The patience method can be advantageous for the GMM refinement as
sometimes the model will only improve a little between steps, and the
variance between these values can fall below the threshold for stopping
the refinement even though the model is still improving. Finally, there
is the --convergence-timeout
flag. This sets the maximum
number of steps to run before just stopping refinement. In our case we
stopped after 100 steps, even though the model was still improving. We
could probably squeeze out some further improvements with more steps,
but this is probably enough to illustrate what kind of improvements you
can expect with the GMM refinement.
Quantifying the improvement in fit with SMOC
We can again quantify our improvement in fit using the SMOC score. For reference, we will include both our starting AlphaFold model, and the output from flexible fitting, that we used as input for this refinement.

### [Given information]
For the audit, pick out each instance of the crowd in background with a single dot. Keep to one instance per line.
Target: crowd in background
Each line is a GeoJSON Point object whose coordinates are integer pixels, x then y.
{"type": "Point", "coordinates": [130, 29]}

--

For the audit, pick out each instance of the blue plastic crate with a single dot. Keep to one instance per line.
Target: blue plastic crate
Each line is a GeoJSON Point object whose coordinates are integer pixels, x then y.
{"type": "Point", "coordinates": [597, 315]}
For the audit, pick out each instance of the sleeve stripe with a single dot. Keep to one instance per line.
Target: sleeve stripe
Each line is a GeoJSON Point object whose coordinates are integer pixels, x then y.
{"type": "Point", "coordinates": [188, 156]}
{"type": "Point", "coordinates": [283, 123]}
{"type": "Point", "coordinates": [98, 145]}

--

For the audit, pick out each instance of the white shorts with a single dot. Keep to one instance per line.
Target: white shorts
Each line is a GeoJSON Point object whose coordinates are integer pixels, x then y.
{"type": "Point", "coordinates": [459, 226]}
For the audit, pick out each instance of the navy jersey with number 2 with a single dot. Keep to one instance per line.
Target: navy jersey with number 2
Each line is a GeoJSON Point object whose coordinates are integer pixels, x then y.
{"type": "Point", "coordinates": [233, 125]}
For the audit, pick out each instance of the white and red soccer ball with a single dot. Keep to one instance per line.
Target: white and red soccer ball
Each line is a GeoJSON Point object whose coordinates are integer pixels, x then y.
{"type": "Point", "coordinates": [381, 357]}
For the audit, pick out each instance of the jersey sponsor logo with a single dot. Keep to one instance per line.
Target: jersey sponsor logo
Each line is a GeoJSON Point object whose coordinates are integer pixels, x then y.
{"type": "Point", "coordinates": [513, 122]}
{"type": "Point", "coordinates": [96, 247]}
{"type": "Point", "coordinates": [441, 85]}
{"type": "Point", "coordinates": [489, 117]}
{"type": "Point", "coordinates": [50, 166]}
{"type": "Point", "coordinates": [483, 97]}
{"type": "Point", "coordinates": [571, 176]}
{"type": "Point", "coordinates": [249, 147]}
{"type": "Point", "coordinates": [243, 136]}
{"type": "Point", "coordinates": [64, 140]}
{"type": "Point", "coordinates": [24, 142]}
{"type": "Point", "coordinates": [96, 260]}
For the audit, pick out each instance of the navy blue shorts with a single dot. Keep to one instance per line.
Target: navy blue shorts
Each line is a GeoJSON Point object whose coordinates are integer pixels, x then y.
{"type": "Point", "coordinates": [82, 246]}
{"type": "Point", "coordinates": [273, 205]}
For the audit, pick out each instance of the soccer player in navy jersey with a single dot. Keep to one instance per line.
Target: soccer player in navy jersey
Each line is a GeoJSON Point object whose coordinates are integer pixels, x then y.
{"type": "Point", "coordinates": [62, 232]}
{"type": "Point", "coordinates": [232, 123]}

### [Activities]
(1) Rewrite the stretch of the GMM refinement excerpt from "The patience method" through "the GMM refinement.", swapping "patience method" for "early-stopping method".
(2) Answer these questions about the GMM refinement excerpt:
(a) Which flag sets the maximum number of steps to run before stopping refinement?
(b) After how many steps was the refinement stopped?
(c) Which score is used to quantify the improvement in fit?

### [Exercise results]
(1)
The early-stopping method can be advantageous for the GMM refinement as
sometimes the model will only improve a little between steps, and the
variance between these values can fall below the threshold for stopping
the refinement even though the model is still improving. Finally, there
is the --convergence-timeout
flag. This sets the maximum
number of steps to run before just stopping refinement. In our case we
stopped after 100 steps, even though the model was still improving. We
could probably squeeze out some further improvements with more steps,
but this is probably enough to illustrate what kind of improvements you
can expect with the GMM refinement.

(2)
(a) The --convergence-timeout flag.
(b) After 100 steps.
(c) The SMOC score.